Top of PAGE EXCERPT
MATERIALS
Advanced Centre for Biochemical Engineering, University College London, UK
A few facts
Professor Hwang, despite the recent furore, is still today undoubtedly an international authority on cloning, having successfully been the first to clone a number of different animals. In early 2004, Hwang announced that his team in Seoul had cloned the first human embryo and created a stem cell line from it. This was an amazing discovery and one that helped flame the South Korean biotechnology industry. The process to clone an embryo involves the scientist extracting a nucleus from a normal adult cell such as a skin cell and then injecting it into an egg that has previously had its own nucleus removed. In animals this is the first step in reproductive cloning, as witnessed with Dolly the sheep. For humans, reproductive cloning is expressly banned, however, the process can be potentially deployed to produce therapeutic cell lines, that is, cells for use in clinical cell therapies. The rationale being that embryonic stem cells can form any cell in the human body and therefore could be utilised to repair or regenerate any tissue or organ. However, because they are not the individual’s own stem cells, that is, they are allogeneic, the individual’s immune system would consider them to be foreign material and immediately reject them.
Bottom of PAGE EXCERPT
WORK ORDER 1: According to the passage on cloning, what did Hwang announce in early 2004?
WORK ORDER 2: Please continue the passage on cloning from its final sentence.
The material comes from a different source than the passage on cloning.
Top of GIVEN DATA
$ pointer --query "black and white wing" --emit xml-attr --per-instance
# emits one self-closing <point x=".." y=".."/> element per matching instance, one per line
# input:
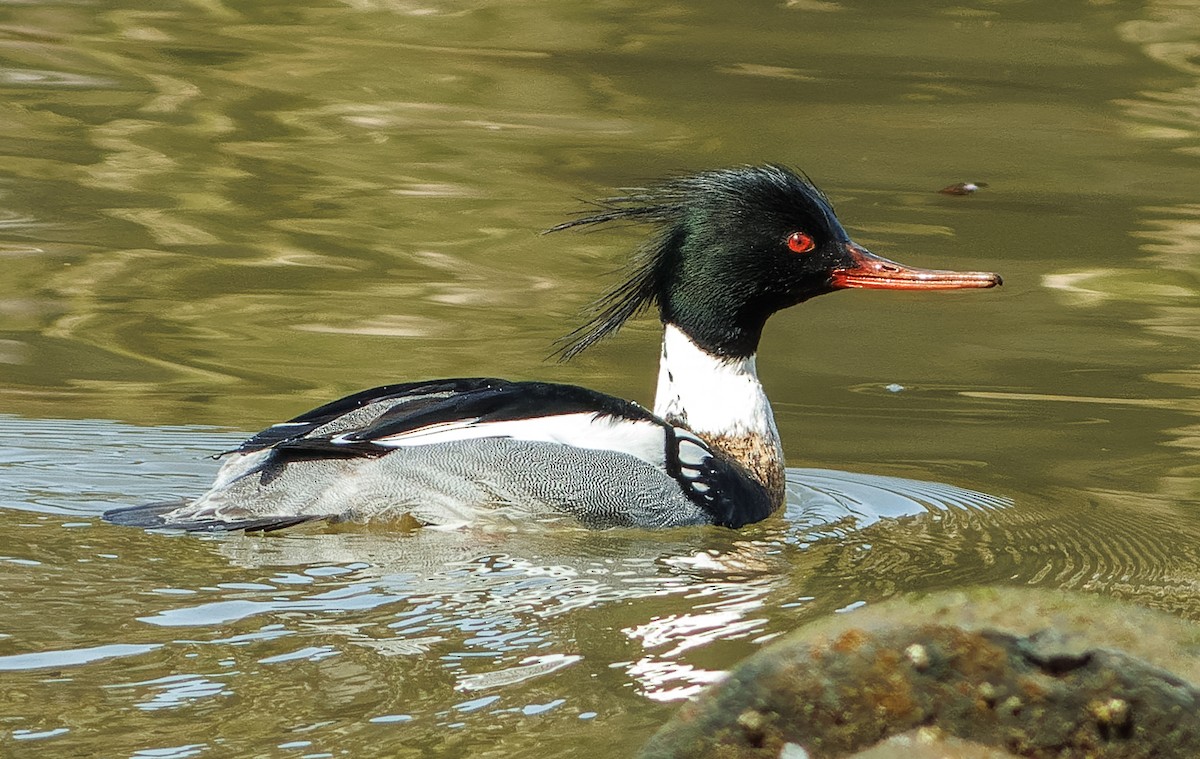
<point x="600" y="459"/>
Bottom of GIVEN DATA
ANSWER SPACE 1: He announced that his team in Seoul had cloned the first human embryo and created a stem cell line from it.

ANSWER SPACE 2:
In May 2005, the South Korean team released results a whole order of magnitude more impressive than their earlier great achievement. This time, they announced that the team had created eleven patient-specific lines of human embryonic stem cells. These were effectively personalised embryonic stem cell lines, thus potentially resolving the whole issue of rejection. The team simply took nuclei from the patient’s own skin cells to create individual patient-specific therapeutic stem cell lines. Scientists from around the world heaped praise on the South Korean team; the cloning equivalent of the race to be the first man on the moon was decided! But not for long …
By mid January 2006, the majority of Hwang’s team’s human results had been discredited. Sensational revelations about ethics breeches, falsified data and international conspiracies have all poured forth. All the facts are still far from being known, but if ever there was potential for a great Hollywood movie, this escapade must be one!
The commercial outcome
Table I. (click to enlarge) US public companies in the stem cell and regenerative medicine sector (Market capitalisation: 3 February 2006).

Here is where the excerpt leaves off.